Collected data entries
*** Begin section ***

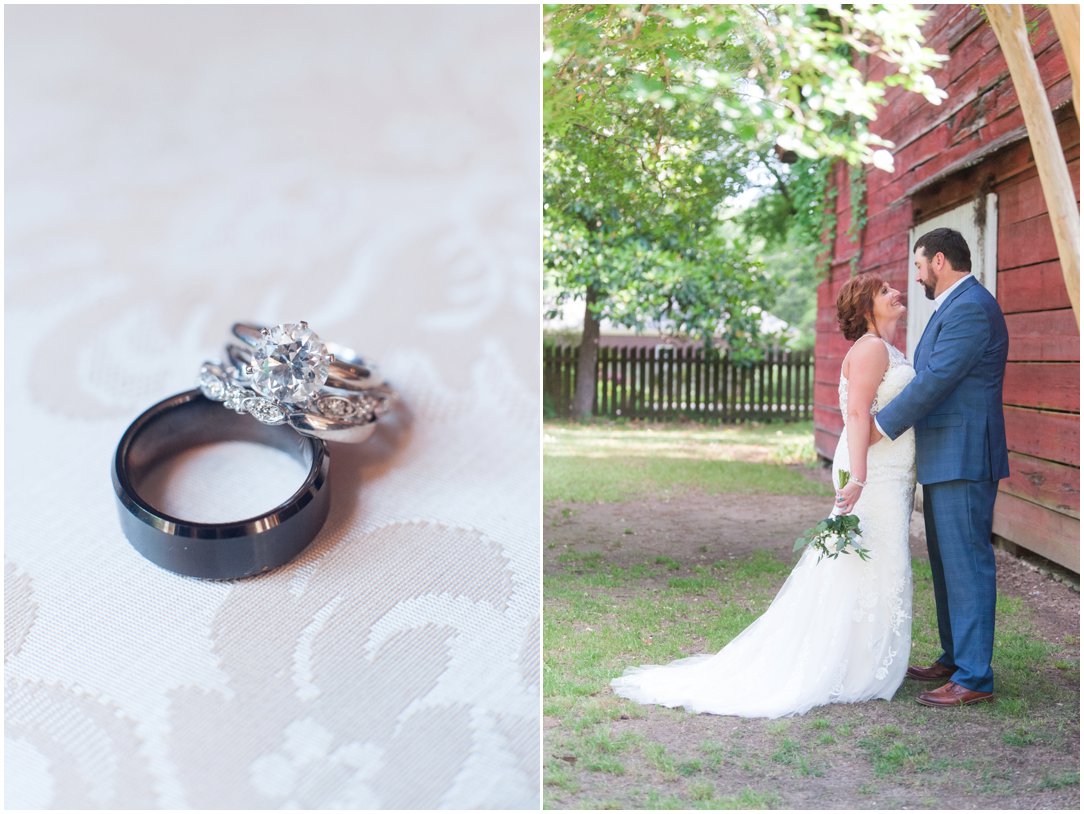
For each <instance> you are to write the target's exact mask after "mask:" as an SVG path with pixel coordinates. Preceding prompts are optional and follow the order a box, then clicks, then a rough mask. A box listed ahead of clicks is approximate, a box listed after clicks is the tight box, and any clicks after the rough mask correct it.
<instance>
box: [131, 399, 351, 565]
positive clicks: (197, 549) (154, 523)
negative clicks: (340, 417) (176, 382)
mask: <svg viewBox="0 0 1084 814" xmlns="http://www.w3.org/2000/svg"><path fill="white" fill-rule="evenodd" d="M218 441H251V442H255V443H261V444H264V445H268V447H274V448H275V449H280V450H282V451H284V452H286V453H288V454H291V455H293V456H294V457H296V458H297V460H298V461H300V462H301V463H302V464H305V465H307V466H308V467H309V473H308V476H307V477H306V479H305V482H304V483H301V486H300V487H299V488H298V490H297V491H296V492H294V494H292V495H291V496H289V498H288V499H287V500H286V501H285V502H283V503H282V504H280V505H279V506H275V507H274V508H272V509H271V511H269V512H266V513H263V514H261V515H258V516H256V517H249V518H247V519H243V520H236V521H230V522H194V521H189V520H182V519H179V518H177V517H172V516H170V515H168V514H166V513H165V512H163V511H160V509H158V508H155V507H154V506H152V505H151V504H150V503H147V502H146V500H144V499H143V498H142V496H140V491H139V490H140V483H143V482H144V481H145V478H146V475H147V473H149V471H150V470H151V469H152V468H154V466H155V465H156V464H158V463H159V462H162V461H163V460H165V458H168V457H171V456H173V455H176V454H178V453H180V452H182V451H184V450H188V449H191V448H193V447H197V445H199V444H205V443H214V442H218ZM327 468H328V455H327V447H326V444H325V443H324V442H323V441H321V440H320V439H318V438H308V437H305V436H300V435H298V434H297V432H295V431H294V430H293V429H292V428H291V427H288V426H285V425H284V426H268V425H266V424H260V423H259V422H254V421H251V419H250V418H249V417H248V416H246V415H237V414H235V413H230V412H229V411H227V410H222V406H221V404H218V403H217V402H214V401H209V400H208V399H206V398H204V396H203V395H202V393H201V392H199V390H189V391H188V392H182V393H178V395H177V396H172V397H170V398H168V399H165V400H164V401H159V402H158V403H157V404H155V405H154V406H152V408H151V409H149V410H147V411H146V412H144V413H143V414H142V415H140V416H139V417H138V418H137V419H135V421H133V422H132V423H131V426H129V427H128V429H127V430H125V434H124V436H121V438H120V443H119V444H117V452H116V455H114V458H113V488H114V491H115V492H116V495H117V511H118V512H119V514H120V527H121V528H122V529H124V532H125V537H127V538H128V541H129V542H130V543H131V544H132V547H134V548H135V551H138V552H139V553H140V554H142V555H143V556H144V557H146V558H147V559H150V560H151V561H152V563H154V564H155V565H158V566H162V567H163V568H166V569H168V570H170V571H176V572H177V573H183V574H186V576H189V577H201V578H203V579H212V580H231V579H237V578H240V577H250V576H253V574H256V573H261V572H263V571H268V570H270V569H272V568H275V567H278V566H281V565H283V564H285V563H288V561H289V560H291V559H293V558H294V557H295V556H297V555H298V554H300V552H301V551H302V550H304V548H305V547H306V546H307V545H308V544H309V543H311V542H312V540H313V539H314V538H315V537H317V534H318V533H319V531H320V528H321V527H322V526H323V525H324V520H325V519H327V508H328V501H330V494H331V490H330V489H328V488H327Z"/></svg>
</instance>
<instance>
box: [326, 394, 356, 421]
mask: <svg viewBox="0 0 1084 814" xmlns="http://www.w3.org/2000/svg"><path fill="white" fill-rule="evenodd" d="M317 408H318V409H319V410H320V412H321V413H323V414H324V415H326V416H327V417H328V418H346V417H348V416H351V415H353V404H352V403H351V402H350V400H349V399H344V398H343V397H341V396H325V397H324V398H322V399H320V401H318V402H317Z"/></svg>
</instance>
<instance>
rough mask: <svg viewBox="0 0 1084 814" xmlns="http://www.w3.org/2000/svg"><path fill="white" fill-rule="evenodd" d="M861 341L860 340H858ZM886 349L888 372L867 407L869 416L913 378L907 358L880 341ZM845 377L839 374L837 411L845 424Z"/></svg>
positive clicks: (887, 344) (876, 413)
mask: <svg viewBox="0 0 1084 814" xmlns="http://www.w3.org/2000/svg"><path fill="white" fill-rule="evenodd" d="M860 341H861V339H860ZM880 341H882V343H885V347H886V348H888V370H887V371H885V377H883V378H882V379H881V383H880V385H878V386H877V393H876V395H875V396H874V403H873V404H872V405H870V406H869V414H870V415H877V413H878V412H879V411H880V409H881V408H882V406H886V405H888V403H889V402H890V401H891V400H892V399H894V398H895V397H896V396H899V395H900V393H901V392H902V391H903V388H904V387H906V386H907V383H909V382H911V379H913V378H914V377H915V369H914V367H912V366H911V362H908V361H907V358H906V357H905V356H904V354H903V353H902V352H901V351H900V350H899V349H898V348H896V347H895V346H894V345H892V344H890V343H887V341H885V340H883V339H880ZM847 395H848V393H847V376H844V375H843V373H842V371H840V373H839V409H840V411H841V412H842V414H843V423H844V424H846V423H847Z"/></svg>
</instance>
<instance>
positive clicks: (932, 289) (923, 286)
mask: <svg viewBox="0 0 1084 814" xmlns="http://www.w3.org/2000/svg"><path fill="white" fill-rule="evenodd" d="M930 277H931V280H930V282H928V283H921V284H920V285H921V286H922V290H925V292H926V299H937V298H938V295H937V294H935V292H937V289H938V279H937V277H935V276H933V275H932V274H930Z"/></svg>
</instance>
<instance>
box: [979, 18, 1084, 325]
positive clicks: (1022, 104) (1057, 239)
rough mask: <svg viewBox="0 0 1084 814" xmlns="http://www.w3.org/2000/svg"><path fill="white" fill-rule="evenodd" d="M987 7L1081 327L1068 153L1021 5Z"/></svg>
mask: <svg viewBox="0 0 1084 814" xmlns="http://www.w3.org/2000/svg"><path fill="white" fill-rule="evenodd" d="M985 9H986V17H988V18H989V20H990V25H991V26H992V27H993V29H994V34H995V35H996V36H997V42H998V43H999V44H1001V47H1002V53H1004V55H1005V62H1006V63H1007V64H1008V66H1009V74H1010V75H1011V76H1012V85H1014V87H1015V88H1016V92H1017V98H1018V99H1019V100H1020V111H1021V113H1023V120H1024V124H1025V125H1027V126H1028V139H1029V140H1030V141H1031V152H1032V154H1033V155H1034V156H1035V168H1036V169H1037V170H1038V181H1040V183H1041V184H1042V186H1043V197H1045V198H1046V209H1047V211H1048V212H1049V216H1050V225H1051V227H1053V228H1054V241H1055V243H1056V244H1057V247H1058V256H1059V259H1060V260H1061V274H1062V276H1063V277H1064V281H1066V289H1067V290H1068V293H1069V302H1070V303H1071V305H1072V307H1073V314H1074V315H1075V316H1076V326H1077V327H1080V324H1081V309H1080V282H1081V275H1080V254H1079V245H1080V217H1081V216H1080V210H1079V208H1077V207H1076V196H1075V194H1074V193H1073V184H1072V181H1071V180H1070V178H1069V167H1068V166H1066V154H1064V151H1063V150H1062V148H1061V141H1060V140H1059V139H1058V130H1057V128H1056V127H1055V125H1054V116H1053V114H1051V113H1050V103H1049V102H1048V101H1047V99H1046V89H1045V88H1043V80H1042V78H1041V77H1040V75H1038V68H1036V67H1035V57H1034V55H1033V54H1032V52H1031V43H1030V42H1029V41H1028V29H1027V26H1025V25H1024V17H1023V9H1022V8H1021V7H1020V5H1019V3H1006V4H989V5H986V7H985Z"/></svg>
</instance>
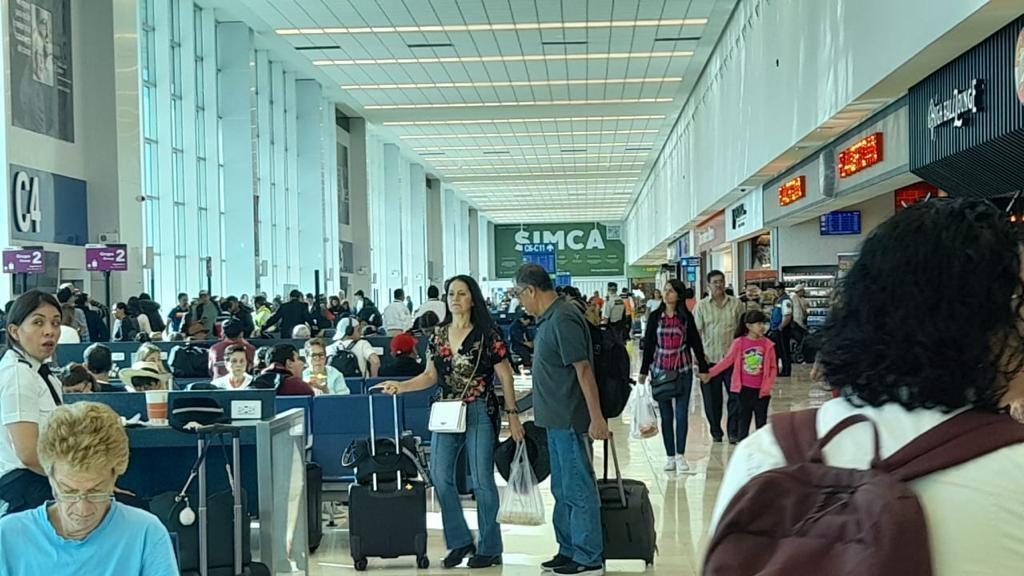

*** End section ***

[Prompt]
Although the records contain pictures, your copy should hold only the text, reproduced exactly.

[Output of the exercise]
For each <instance> you are to write the target's exact mask after "mask:" as an SVG path with pixel coordinates. Preceding prompts are optional and follow the order a box, then clicks, then a rough mask. A box listed ahead of clicks is approximate, a box listed after clicks is the tight box, and any clicks after the rough mask correct it.
<instance>
box: [131, 399, 351, 565]
positive clicks: (197, 549) (154, 523)
negative clicks: (340, 417) (176, 382)
mask: <svg viewBox="0 0 1084 814" xmlns="http://www.w3.org/2000/svg"><path fill="white" fill-rule="evenodd" d="M218 441H251V442H255V443H261V444H264V445H268V447H274V448H275V449H280V450H282V451H284V452H286V453H288V454H291V455H293V456H294V457H296V458H297V460H298V461H300V462H301V463H302V464H305V465H307V466H308V467H309V473H308V476H307V477H306V479H305V482H304V483H301V486H300V487H299V488H298V490H297V491H296V492H294V494H292V495H291V496H289V498H288V499H287V500H286V501H285V502H283V503H282V504H280V505H279V506H275V507H274V508H272V509H271V511H269V512H266V513H263V514H261V515H258V516H256V517H249V518H247V519H243V520H236V521H230V522H194V521H189V520H182V519H179V518H177V517H172V516H170V515H168V514H166V513H165V512H163V511H160V509H158V508H155V507H154V506H152V505H151V504H150V503H147V502H146V500H144V499H143V498H142V496H140V491H139V490H140V483H143V482H144V481H145V478H146V475H147V473H149V471H150V470H151V469H152V468H154V466H155V465H156V464H158V463H159V462H162V461H163V460H165V458H168V457H171V456H173V455H176V454H178V453H180V452H182V451H184V450H188V449H191V448H193V447H197V445H199V444H205V443H214V442H218ZM327 468H328V455H327V447H326V444H325V443H324V442H323V441H321V440H320V439H318V438H308V437H305V436H300V435H298V434H297V432H295V431H294V430H293V429H292V428H291V427H288V426H285V425H284V426H268V425H266V424H260V423H259V422H254V421H251V419H250V418H249V417H248V416H246V415H237V414H235V413H230V412H229V411H227V410H222V406H221V404H218V403H217V402H214V401H209V400H208V399H206V398H204V396H203V395H202V393H201V392H199V390H189V391H188V392H182V393H178V395H177V396H172V397H170V398H168V399H165V400H164V401H159V402H158V403H157V404H155V405H154V406H152V408H151V409H149V410H147V411H146V412H144V413H143V414H142V415H140V416H139V417H138V418H137V419H135V421H133V422H132V423H131V426H129V427H128V429H127V430H125V434H124V436H121V438H120V443H119V444H117V452H116V455H114V458H113V488H114V491H115V492H116V495H117V511H118V512H119V514H120V527H121V528H122V529H124V532H125V537H127V538H128V541H129V542H130V543H131V544H132V547H134V548H135V551H138V552H139V553H140V554H142V555H143V556H144V557H146V558H147V559H150V560H151V561H152V563H154V564H155V565H158V566H162V567H163V568H166V569H168V570H170V571H176V572H177V573H183V574H186V576H189V577H201V578H203V579H212V580H231V579H237V578H240V577H250V576H253V574H256V573H261V572H263V571H268V570H270V569H272V568H275V567H278V566H281V565H283V564H285V563H288V561H289V560H291V559H293V558H294V557H295V556H297V555H298V554H300V552H301V551H302V550H304V548H305V547H306V546H307V545H308V544H309V543H311V542H312V540H313V539H314V538H315V537H317V534H318V533H319V531H320V528H321V527H322V526H323V525H324V520H325V519H327V508H328V501H330V494H331V490H330V489H328V488H327Z"/></svg>
</instance>
<instance>
box: [326, 394, 356, 421]
mask: <svg viewBox="0 0 1084 814" xmlns="http://www.w3.org/2000/svg"><path fill="white" fill-rule="evenodd" d="M317 408H318V409H319V410H320V412H321V413H323V414H324V415H326V416H327V417H328V418H346V417H348V416H351V415H353V404H352V403H351V402H350V400H349V399H344V398H343V397H341V396H325V397H324V398H322V399H320V401H318V402H317Z"/></svg>
</instance>
<instance>
rough mask: <svg viewBox="0 0 1084 814" xmlns="http://www.w3.org/2000/svg"><path fill="white" fill-rule="evenodd" d="M861 341L860 340H858ZM886 349L888 372L867 407L869 416L913 378L907 358L880 341ZM845 377L839 374L837 411L845 424Z"/></svg>
positive clicks: (887, 344) (876, 413)
mask: <svg viewBox="0 0 1084 814" xmlns="http://www.w3.org/2000/svg"><path fill="white" fill-rule="evenodd" d="M860 341H861V339H860ZM880 341H882V343H885V347H886V348H888V370H887V371H885V377H883V378H882V379H881V383H880V385H878V386H877V393H876V395H875V396H874V403H873V404H872V405H870V406H869V414H870V415H877V413H878V412H879V411H880V409H881V408H882V406H886V405H888V403H889V402H890V401H891V400H892V399H894V398H895V397H896V396H899V395H900V393H901V392H902V391H903V388H904V387H906V386H907V383H909V382H911V379H913V378H914V377H915V369H914V367H912V366H911V362H908V361H907V358H906V357H905V356H904V354H903V353H902V352H901V351H900V350H899V349H898V348H896V347H895V346H894V345H892V344H890V343H887V341H885V340H883V339H880ZM847 395H848V393H847V376H844V375H843V373H842V371H840V373H839V409H840V411H841V412H842V414H843V423H844V424H846V423H847Z"/></svg>
</instance>
<instance>
positive clicks: (932, 289) (923, 286)
mask: <svg viewBox="0 0 1084 814" xmlns="http://www.w3.org/2000/svg"><path fill="white" fill-rule="evenodd" d="M930 277H931V280H930V282H928V283H921V284H920V285H921V286H922V290H925V292H926V299H937V298H938V295H937V294H935V292H937V289H938V279H937V277H935V276H933V275H932V274H930Z"/></svg>
</instance>
<instance>
box: [979, 18, 1084, 325]
positive clicks: (1022, 104) (1057, 239)
rough mask: <svg viewBox="0 0 1084 814" xmlns="http://www.w3.org/2000/svg"><path fill="white" fill-rule="evenodd" d="M987 7L1081 327L1068 153L1021 5Z"/></svg>
mask: <svg viewBox="0 0 1084 814" xmlns="http://www.w3.org/2000/svg"><path fill="white" fill-rule="evenodd" d="M985 9H986V17H988V18H989V20H990V25H991V26H992V27H993V29H994V34H995V35H996V36H997V42H998V43H999V44H1001V47H1002V53H1004V55H1005V62H1006V63H1007V64H1008V66H1009V74H1010V75H1011V76H1012V85H1014V87H1015V88H1016V92H1017V98H1018V99H1019V100H1020V111H1021V113H1023V120H1024V124H1025V125H1027V126H1028V139H1029V140H1030V141H1031V152H1032V154H1033V155H1034V156H1035V168H1036V169H1037V170H1038V181H1040V183H1041V184H1042V186H1043V197H1045V198H1046V209H1047V211H1048V212H1049V216H1050V225H1051V227H1053V228H1054V241H1055V243H1056V244H1057V247H1058V256H1059V259H1060V260H1061V274H1062V276H1063V277H1064V281H1066V289H1067V290H1068V293H1069V302H1070V303H1071V305H1072V307H1073V314H1074V315H1075V316H1076V326H1077V327H1080V324H1081V309H1080V282H1081V275H1080V254H1079V245H1080V217H1081V216H1080V210H1079V208H1077V207H1076V196H1075V194H1074V193H1073V184H1072V181H1071V180H1070V178H1069V167H1068V166H1066V154H1064V151H1063V150H1062V148H1061V141H1060V140H1059V139H1058V130H1057V128H1056V127H1055V125H1054V116H1053V114H1051V113H1050V103H1049V102H1048V101H1047V99H1046V89H1045V88H1043V80H1042V78H1041V77H1040V75H1038V68H1036V67H1035V57H1034V55H1033V54H1032V52H1031V43H1030V42H1029V41H1028V29H1027V26H1025V25H1024V17H1023V9H1022V8H1021V7H1020V5H1019V3H1006V4H989V5H986V7H985Z"/></svg>
</instance>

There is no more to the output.